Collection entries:
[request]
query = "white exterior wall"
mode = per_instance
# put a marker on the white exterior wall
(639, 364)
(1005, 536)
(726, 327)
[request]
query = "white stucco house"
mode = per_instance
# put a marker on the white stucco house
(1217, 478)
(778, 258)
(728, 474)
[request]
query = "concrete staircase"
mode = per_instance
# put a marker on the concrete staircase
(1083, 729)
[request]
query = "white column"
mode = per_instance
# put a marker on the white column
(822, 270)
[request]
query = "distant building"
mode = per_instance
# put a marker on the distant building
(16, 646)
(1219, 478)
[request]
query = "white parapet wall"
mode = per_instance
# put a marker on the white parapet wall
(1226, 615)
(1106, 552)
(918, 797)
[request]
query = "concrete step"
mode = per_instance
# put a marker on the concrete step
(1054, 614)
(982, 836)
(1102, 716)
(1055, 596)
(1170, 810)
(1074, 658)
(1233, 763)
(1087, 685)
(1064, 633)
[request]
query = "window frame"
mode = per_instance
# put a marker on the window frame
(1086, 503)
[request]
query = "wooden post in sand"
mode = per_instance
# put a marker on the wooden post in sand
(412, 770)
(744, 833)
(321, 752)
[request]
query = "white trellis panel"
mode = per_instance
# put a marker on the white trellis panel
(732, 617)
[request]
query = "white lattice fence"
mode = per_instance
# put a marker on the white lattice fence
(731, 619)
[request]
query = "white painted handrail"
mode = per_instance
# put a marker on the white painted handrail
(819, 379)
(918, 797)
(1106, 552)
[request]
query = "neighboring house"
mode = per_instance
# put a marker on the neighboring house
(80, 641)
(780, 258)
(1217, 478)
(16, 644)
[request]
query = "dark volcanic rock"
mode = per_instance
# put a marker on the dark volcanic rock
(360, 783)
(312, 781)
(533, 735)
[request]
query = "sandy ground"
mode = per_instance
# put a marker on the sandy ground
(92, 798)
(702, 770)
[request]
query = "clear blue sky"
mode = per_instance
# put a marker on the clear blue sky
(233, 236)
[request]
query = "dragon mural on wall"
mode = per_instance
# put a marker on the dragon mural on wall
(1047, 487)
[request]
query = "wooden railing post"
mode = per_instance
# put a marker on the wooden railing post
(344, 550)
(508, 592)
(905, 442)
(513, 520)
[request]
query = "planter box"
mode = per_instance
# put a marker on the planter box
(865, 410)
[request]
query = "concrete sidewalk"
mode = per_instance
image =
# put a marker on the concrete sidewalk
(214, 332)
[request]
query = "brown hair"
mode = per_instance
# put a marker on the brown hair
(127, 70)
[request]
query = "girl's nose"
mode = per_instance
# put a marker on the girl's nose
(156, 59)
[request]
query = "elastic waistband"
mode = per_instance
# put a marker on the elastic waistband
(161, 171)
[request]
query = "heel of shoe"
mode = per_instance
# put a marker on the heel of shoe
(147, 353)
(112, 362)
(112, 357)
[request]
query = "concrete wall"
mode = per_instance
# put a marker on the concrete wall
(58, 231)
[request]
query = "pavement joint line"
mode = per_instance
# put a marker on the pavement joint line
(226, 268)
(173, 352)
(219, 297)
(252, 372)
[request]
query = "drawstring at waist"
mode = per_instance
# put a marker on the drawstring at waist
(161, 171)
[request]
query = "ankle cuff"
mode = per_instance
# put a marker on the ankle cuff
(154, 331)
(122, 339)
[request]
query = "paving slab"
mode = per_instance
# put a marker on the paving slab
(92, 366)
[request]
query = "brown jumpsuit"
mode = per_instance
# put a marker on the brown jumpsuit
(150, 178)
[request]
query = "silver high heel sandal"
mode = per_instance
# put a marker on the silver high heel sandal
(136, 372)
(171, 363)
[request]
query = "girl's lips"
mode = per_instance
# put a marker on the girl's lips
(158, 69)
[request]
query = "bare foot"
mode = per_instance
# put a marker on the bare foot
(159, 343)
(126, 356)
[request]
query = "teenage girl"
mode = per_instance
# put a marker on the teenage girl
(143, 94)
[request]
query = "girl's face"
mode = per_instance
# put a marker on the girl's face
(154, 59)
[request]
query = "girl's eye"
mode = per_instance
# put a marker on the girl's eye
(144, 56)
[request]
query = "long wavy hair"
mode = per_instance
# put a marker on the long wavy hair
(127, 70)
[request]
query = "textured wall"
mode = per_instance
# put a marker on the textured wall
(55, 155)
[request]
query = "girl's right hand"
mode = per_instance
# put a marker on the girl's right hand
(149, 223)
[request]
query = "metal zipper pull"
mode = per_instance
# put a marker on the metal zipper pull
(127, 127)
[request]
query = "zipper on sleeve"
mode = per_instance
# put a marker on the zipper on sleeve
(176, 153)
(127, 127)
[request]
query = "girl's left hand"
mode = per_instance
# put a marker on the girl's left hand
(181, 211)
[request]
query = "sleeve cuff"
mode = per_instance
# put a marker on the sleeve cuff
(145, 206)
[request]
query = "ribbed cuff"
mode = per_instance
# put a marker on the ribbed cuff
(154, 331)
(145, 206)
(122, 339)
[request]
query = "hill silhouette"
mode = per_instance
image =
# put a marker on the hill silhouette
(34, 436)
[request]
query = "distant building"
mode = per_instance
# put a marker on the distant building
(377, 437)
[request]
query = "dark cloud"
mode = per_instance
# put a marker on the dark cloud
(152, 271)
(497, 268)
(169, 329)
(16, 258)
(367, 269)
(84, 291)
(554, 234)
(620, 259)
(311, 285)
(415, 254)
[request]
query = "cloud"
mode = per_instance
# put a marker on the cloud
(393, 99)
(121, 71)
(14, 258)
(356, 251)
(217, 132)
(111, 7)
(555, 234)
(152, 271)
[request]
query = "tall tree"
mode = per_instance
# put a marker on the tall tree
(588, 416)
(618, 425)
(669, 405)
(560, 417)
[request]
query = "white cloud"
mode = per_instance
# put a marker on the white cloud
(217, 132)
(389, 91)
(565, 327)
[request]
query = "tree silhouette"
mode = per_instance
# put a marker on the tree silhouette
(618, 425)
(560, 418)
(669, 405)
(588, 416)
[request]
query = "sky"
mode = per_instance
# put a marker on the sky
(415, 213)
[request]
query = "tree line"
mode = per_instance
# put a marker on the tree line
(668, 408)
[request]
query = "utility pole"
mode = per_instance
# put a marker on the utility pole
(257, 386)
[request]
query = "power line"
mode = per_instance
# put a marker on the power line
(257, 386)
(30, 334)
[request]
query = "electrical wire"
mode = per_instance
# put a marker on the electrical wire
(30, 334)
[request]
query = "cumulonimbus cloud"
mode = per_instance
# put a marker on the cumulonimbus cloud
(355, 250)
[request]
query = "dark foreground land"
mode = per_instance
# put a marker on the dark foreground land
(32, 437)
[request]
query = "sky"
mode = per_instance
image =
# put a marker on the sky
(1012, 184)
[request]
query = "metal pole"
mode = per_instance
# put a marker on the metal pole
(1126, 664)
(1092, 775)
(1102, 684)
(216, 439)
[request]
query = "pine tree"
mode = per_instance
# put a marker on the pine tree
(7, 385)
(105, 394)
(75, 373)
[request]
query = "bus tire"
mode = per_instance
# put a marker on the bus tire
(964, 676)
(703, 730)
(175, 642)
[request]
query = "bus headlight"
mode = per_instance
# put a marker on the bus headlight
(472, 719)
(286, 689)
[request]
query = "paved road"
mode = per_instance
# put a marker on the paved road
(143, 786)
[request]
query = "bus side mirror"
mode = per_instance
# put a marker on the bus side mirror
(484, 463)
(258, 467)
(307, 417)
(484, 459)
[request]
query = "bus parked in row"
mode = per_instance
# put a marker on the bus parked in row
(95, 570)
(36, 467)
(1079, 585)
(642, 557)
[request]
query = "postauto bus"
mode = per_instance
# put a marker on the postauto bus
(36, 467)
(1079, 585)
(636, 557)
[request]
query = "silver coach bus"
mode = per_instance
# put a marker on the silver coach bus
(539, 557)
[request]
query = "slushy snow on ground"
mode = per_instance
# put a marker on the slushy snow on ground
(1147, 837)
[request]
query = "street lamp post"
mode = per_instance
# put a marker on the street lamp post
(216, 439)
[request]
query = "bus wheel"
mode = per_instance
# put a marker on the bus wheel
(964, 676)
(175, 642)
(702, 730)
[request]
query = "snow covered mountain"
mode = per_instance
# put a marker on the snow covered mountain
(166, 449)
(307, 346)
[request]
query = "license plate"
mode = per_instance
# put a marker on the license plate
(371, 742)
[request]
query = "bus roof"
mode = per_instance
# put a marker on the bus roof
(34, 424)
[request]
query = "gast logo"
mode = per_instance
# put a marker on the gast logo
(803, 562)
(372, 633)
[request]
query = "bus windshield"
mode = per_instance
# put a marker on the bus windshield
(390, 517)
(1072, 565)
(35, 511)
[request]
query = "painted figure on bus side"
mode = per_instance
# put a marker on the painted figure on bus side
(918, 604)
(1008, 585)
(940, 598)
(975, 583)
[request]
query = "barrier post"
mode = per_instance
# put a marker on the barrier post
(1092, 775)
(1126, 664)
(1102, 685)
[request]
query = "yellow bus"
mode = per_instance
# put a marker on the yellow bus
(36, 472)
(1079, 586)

[TASK OBJECTIVE]:
Show each line in the rows above that has the word "staircase" in it.

[REPLY TO THE TASK]:
query = "concrete staircase"
# put a marker on the concrete staircase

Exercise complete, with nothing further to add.